THE EXERCISE =>
Give back exactly the lines running from the line with "point: the orange" to the end of the entries, and only those lines.
* Begin SUPPLIED MATERIAL *
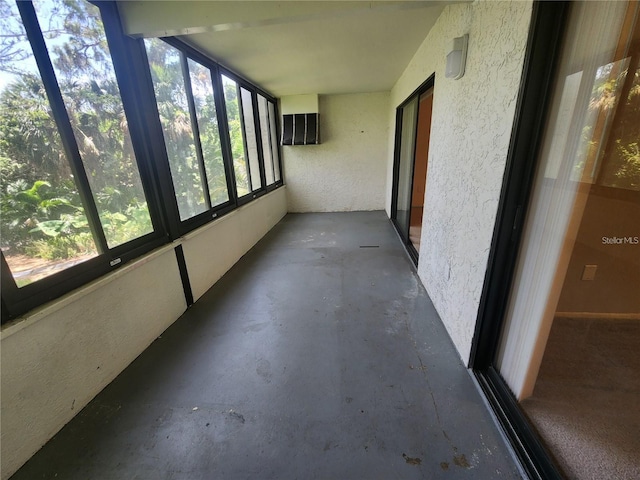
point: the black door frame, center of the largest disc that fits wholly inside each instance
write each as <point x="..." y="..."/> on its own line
<point x="543" y="48"/>
<point x="416" y="94"/>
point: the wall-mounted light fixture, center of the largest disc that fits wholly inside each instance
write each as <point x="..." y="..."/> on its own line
<point x="457" y="58"/>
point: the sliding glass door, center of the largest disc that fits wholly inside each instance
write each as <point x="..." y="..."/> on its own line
<point x="413" y="127"/>
<point x="568" y="345"/>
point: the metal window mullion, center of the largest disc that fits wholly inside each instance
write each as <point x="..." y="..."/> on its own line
<point x="277" y="149"/>
<point x="244" y="135"/>
<point x="61" y="117"/>
<point x="270" y="138"/>
<point x="258" y="134"/>
<point x="225" y="140"/>
<point x="195" y="128"/>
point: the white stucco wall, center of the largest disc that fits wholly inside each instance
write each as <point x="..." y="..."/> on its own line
<point x="211" y="251"/>
<point x="471" y="128"/>
<point x="58" y="357"/>
<point x="346" y="172"/>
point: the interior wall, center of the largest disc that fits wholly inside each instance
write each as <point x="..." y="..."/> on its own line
<point x="471" y="127"/>
<point x="609" y="237"/>
<point x="346" y="172"/>
<point x="57" y="358"/>
<point x="422" y="152"/>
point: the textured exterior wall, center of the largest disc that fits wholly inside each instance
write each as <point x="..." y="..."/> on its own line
<point x="346" y="172"/>
<point x="471" y="128"/>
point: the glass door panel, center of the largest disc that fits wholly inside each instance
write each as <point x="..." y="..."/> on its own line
<point x="568" y="349"/>
<point x="405" y="166"/>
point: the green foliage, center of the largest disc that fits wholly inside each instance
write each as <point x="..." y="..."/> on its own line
<point x="42" y="214"/>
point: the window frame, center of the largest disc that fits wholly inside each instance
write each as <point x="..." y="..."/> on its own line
<point x="133" y="76"/>
<point x="16" y="301"/>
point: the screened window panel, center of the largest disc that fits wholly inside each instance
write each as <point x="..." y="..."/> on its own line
<point x="250" y="134"/>
<point x="171" y="99"/>
<point x="43" y="225"/>
<point x="234" y="124"/>
<point x="206" y="114"/>
<point x="274" y="142"/>
<point x="267" y="152"/>
<point x="82" y="63"/>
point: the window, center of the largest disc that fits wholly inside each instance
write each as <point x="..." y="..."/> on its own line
<point x="71" y="188"/>
<point x="267" y="148"/>
<point x="274" y="142"/>
<point x="234" y="122"/>
<point x="249" y="126"/>
<point x="111" y="146"/>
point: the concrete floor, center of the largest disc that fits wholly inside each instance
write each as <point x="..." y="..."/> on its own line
<point x="318" y="356"/>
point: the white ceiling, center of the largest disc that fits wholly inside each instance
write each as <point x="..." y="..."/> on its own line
<point x="296" y="47"/>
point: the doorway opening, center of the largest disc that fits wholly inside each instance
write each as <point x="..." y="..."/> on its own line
<point x="564" y="368"/>
<point x="413" y="130"/>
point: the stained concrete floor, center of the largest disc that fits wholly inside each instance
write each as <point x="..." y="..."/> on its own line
<point x="318" y="356"/>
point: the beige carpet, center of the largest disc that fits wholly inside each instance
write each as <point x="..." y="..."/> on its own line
<point x="586" y="403"/>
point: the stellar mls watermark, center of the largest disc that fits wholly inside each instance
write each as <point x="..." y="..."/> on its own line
<point x="620" y="240"/>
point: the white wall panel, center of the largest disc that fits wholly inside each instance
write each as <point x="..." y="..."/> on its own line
<point x="346" y="172"/>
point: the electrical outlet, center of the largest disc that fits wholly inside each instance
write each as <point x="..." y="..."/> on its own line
<point x="589" y="272"/>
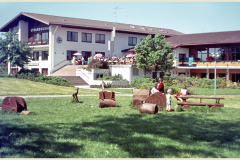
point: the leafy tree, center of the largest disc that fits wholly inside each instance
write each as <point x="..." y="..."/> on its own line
<point x="18" y="52"/>
<point x="154" y="54"/>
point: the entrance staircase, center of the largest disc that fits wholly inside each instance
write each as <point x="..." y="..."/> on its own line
<point x="69" y="73"/>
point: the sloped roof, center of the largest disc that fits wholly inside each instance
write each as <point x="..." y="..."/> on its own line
<point x="228" y="37"/>
<point x="86" y="23"/>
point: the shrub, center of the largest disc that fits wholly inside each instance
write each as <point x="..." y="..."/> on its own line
<point x="139" y="81"/>
<point x="96" y="64"/>
<point x="38" y="77"/>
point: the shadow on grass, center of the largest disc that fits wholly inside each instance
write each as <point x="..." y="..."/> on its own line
<point x="32" y="141"/>
<point x="129" y="133"/>
<point x="139" y="135"/>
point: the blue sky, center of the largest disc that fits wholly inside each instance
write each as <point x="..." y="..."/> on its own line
<point x="185" y="17"/>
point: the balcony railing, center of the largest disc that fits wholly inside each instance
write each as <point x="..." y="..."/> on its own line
<point x="208" y="63"/>
<point x="32" y="43"/>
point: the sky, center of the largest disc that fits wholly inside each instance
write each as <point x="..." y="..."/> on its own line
<point x="185" y="17"/>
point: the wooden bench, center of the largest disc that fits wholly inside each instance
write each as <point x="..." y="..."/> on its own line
<point x="200" y="103"/>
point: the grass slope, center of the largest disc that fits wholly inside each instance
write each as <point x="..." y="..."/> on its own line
<point x="13" y="86"/>
<point x="62" y="129"/>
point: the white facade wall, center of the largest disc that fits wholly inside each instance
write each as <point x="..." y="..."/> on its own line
<point x="61" y="49"/>
<point x="23" y="31"/>
<point x="121" y="43"/>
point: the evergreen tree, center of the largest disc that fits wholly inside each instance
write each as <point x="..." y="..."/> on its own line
<point x="16" y="52"/>
<point x="154" y="54"/>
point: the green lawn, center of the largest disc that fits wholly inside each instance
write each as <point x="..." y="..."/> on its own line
<point x="63" y="129"/>
<point x="59" y="128"/>
<point x="13" y="86"/>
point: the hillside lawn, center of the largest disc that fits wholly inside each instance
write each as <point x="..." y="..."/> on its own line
<point x="60" y="128"/>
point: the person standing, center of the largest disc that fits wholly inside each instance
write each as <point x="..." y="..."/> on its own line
<point x="168" y="102"/>
<point x="159" y="87"/>
<point x="83" y="60"/>
<point x="74" y="60"/>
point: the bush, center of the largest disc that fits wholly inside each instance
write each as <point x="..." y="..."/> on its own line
<point x="38" y="77"/>
<point x="96" y="64"/>
<point x="139" y="81"/>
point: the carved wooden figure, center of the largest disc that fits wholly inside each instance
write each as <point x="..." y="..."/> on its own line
<point x="75" y="95"/>
<point x="16" y="104"/>
<point x="107" y="99"/>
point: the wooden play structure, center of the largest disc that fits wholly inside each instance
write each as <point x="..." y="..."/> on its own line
<point x="187" y="104"/>
<point x="15" y="104"/>
<point x="148" y="103"/>
<point x="106" y="99"/>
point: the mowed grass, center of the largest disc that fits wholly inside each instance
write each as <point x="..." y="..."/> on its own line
<point x="62" y="129"/>
<point x="13" y="86"/>
<point x="59" y="128"/>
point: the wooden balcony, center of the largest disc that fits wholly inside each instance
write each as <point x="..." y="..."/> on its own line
<point x="206" y="64"/>
<point x="38" y="43"/>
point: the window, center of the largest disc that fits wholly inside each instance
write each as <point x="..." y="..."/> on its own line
<point x="211" y="75"/>
<point x="15" y="37"/>
<point x="202" y="54"/>
<point x="87" y="37"/>
<point x="72" y="36"/>
<point x="234" y="54"/>
<point x="132" y="41"/>
<point x="236" y="78"/>
<point x="36" y="37"/>
<point x="135" y="72"/>
<point x="86" y="54"/>
<point x="100" y="38"/>
<point x="221" y="51"/>
<point x="35" y="56"/>
<point x="182" y="57"/>
<point x="70" y="54"/>
<point x="35" y="69"/>
<point x="222" y="75"/>
<point x="103" y="53"/>
<point x="44" y="55"/>
<point x="45" y="38"/>
<point x="203" y="75"/>
<point x="45" y="71"/>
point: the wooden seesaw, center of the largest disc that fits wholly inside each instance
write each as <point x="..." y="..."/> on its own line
<point x="148" y="103"/>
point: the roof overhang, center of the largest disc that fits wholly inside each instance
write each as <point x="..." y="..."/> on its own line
<point x="20" y="16"/>
<point x="174" y="46"/>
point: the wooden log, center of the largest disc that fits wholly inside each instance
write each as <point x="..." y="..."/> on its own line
<point x="21" y="102"/>
<point x="157" y="98"/>
<point x="26" y="112"/>
<point x="148" y="108"/>
<point x="137" y="102"/>
<point x="140" y="95"/>
<point x="107" y="95"/>
<point x="186" y="107"/>
<point x="106" y="103"/>
<point x="200" y="104"/>
<point x="107" y="99"/>
<point x="11" y="103"/>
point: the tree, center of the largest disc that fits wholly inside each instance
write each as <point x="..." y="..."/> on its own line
<point x="15" y="51"/>
<point x="154" y="54"/>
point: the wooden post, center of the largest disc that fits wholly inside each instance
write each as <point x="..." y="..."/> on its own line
<point x="74" y="96"/>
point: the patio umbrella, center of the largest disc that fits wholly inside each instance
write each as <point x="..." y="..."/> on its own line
<point x="98" y="55"/>
<point x="77" y="54"/>
<point x="130" y="55"/>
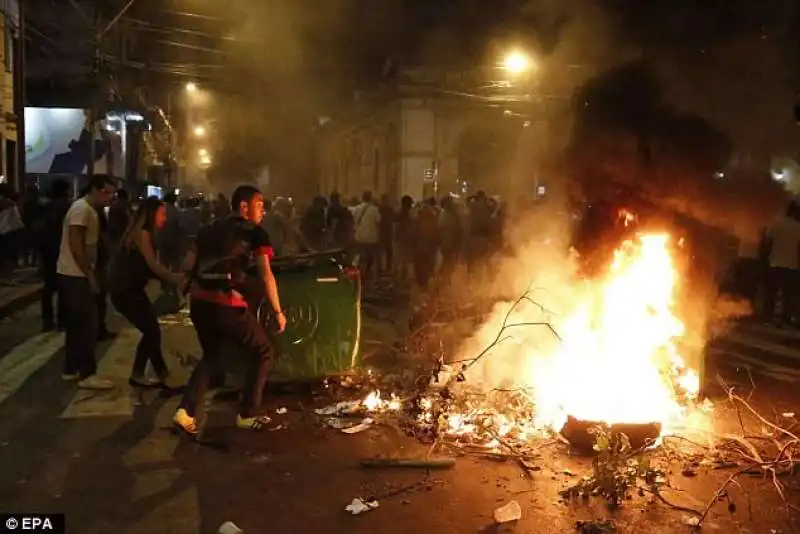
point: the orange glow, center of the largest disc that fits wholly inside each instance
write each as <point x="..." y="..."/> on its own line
<point x="619" y="362"/>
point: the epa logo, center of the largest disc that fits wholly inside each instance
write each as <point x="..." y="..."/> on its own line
<point x="29" y="523"/>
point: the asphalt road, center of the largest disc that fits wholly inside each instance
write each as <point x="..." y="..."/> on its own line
<point x="110" y="462"/>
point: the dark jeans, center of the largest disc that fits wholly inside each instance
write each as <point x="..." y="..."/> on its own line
<point x="101" y="299"/>
<point x="386" y="263"/>
<point x="50" y="318"/>
<point x="370" y="260"/>
<point x="80" y="314"/>
<point x="787" y="282"/>
<point x="217" y="326"/>
<point x="134" y="305"/>
<point x="425" y="262"/>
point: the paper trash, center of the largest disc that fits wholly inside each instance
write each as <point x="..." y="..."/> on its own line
<point x="229" y="527"/>
<point x="362" y="426"/>
<point x="340" y="408"/>
<point x="359" y="506"/>
<point x="510" y="512"/>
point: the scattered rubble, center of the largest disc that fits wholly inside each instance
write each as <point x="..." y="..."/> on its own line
<point x="359" y="506"/>
<point x="229" y="527"/>
<point x="596" y="527"/>
<point x="508" y="513"/>
<point x="422" y="463"/>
* End SUPPLIED MATERIAL *
OUTPUT FOR THIS TASK =>
point: the orange glow, center of the largest disc that fits wholly inside each instance
write each as <point x="..." y="..."/> on its own line
<point x="619" y="362"/>
point: the epa logo, center of the largest disc that fits wholly inside each instance
write each as <point x="..." y="..."/> on its own line
<point x="29" y="523"/>
point: the asphalt road, center of the largest disc that fits wholly inside each instance
write each as <point x="..." y="..."/> on its own line
<point x="110" y="462"/>
point: the dark jeans, center of the largest disc that fits wholly inside each instance
write each as <point x="..." y="..."/> on its own line
<point x="101" y="299"/>
<point x="386" y="263"/>
<point x="50" y="318"/>
<point x="370" y="260"/>
<point x="80" y="314"/>
<point x="787" y="282"/>
<point x="217" y="326"/>
<point x="134" y="305"/>
<point x="425" y="262"/>
point: the paper trash, center of the largest disc that fits wholly inside each instance
write each as <point x="..." y="..."/> on its own line
<point x="229" y="527"/>
<point x="362" y="426"/>
<point x="340" y="408"/>
<point x="359" y="506"/>
<point x="510" y="512"/>
point: the scattered rubble, center of the largest disc that fits wholly inside each instance
write each as <point x="..." y="..."/> on its own line
<point x="359" y="506"/>
<point x="229" y="527"/>
<point x="596" y="527"/>
<point x="508" y="513"/>
<point x="422" y="463"/>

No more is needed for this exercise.